**Required action:** In the KF Shkupi article, which season did the club win the league title?

[Source extract — start]

Shkupi
- Full name: Klubi Futbollistik Shkupi
- Nicknames: Pëllumbat (Pigeons) Shvercerat (Smugglers)
- Short name: Shkupi
- Founded: 1927; 99 years ago Merged in 2012; 14 years ago
- Ground: Čair Stadium
- Capacity: 4,500
- Owner: Bekim Baftjari
- Chairman: Bekim Baftjari
- Manager: Minas Osmani
- League: Macedonian Second Football League
- 2025–26: Macedonian First Football League, 12 of 12 (relegated)
- Website: fcshkupi.com
| Home colours | Away colours | Third colours |

= KF Shkupi =

Macedonian professional football club

FC Shkupi (Macedonian: Фудбалски Клуб Шкупи, romanized: Fudbalski Klub Škupi, Albanian: Klubi Futbollistik Shkupi) is a professional football club based in Čair, Skopje, North Macedonia. The club competes in the Macedonian Second Football League, the second highest tier of football in the country. Historically a dominant force in the modern era, Shkupi achieved a historic milestone by winning the league title in the 2021–22 season and subsequently representing North Macedonia in the UEFA Champions League and UEFA Europa League qualifying rounds.

As of February 2026, the club is navigating a period of severe administrative and competitive decline. This downturn followed the resignation of long-term president and primary sponsor Olgun Aydın in November 2024, who cited dissatisfaction with officiating and league governance as reasons for his departure. The ensuing financial instability led to a mass exodus of first-team players and coaching staff. By the mid-point of the 2025–26 season, Shkupi occupied the bottom of the league table, having secured only one point from 19 matches.

The club's struggles were further compounded by infrastructure challenges. Following the Football Federation of Macedonia's (FFM) mandatory implementation of VAR technology for all top-flight matches, the club's home ground, Čair Stadium, was declared ineligible due to technical deficiencies. This resulted in a series of forfeited matches and forced the team to play home fixtures at alternative venues, deepening the club's logistical and financial crisis.

==History==
FC Shkupi traces its origins to 1927, when it was established as KF Zafer by football enthusiasts in the Čair neighborhood of Skopje. During the interwar period, the club competed in the Skopje League and regional divisions of the Kingdom of Yugoslavia, serving as a gathering point for various ethnic minorities, particularly the Albanian and Torbesh communities. Following World War II, the Yugoslav authorities renamed the club Sloga (meaning "United" or "Concord"). For several decades, the team played in the Macedonian Republic League, which functioned as a lower tier within the Yugoslav football league system.

[Source extract — finish]
[Record extracts — start]

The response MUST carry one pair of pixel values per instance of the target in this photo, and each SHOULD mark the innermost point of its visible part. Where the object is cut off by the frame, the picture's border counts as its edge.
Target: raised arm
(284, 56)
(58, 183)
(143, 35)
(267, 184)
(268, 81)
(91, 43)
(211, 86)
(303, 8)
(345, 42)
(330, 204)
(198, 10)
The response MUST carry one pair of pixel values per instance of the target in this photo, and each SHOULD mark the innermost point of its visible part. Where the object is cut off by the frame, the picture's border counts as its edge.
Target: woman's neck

[Record extracts — finish]

**Solution below:** The 2021–22 season.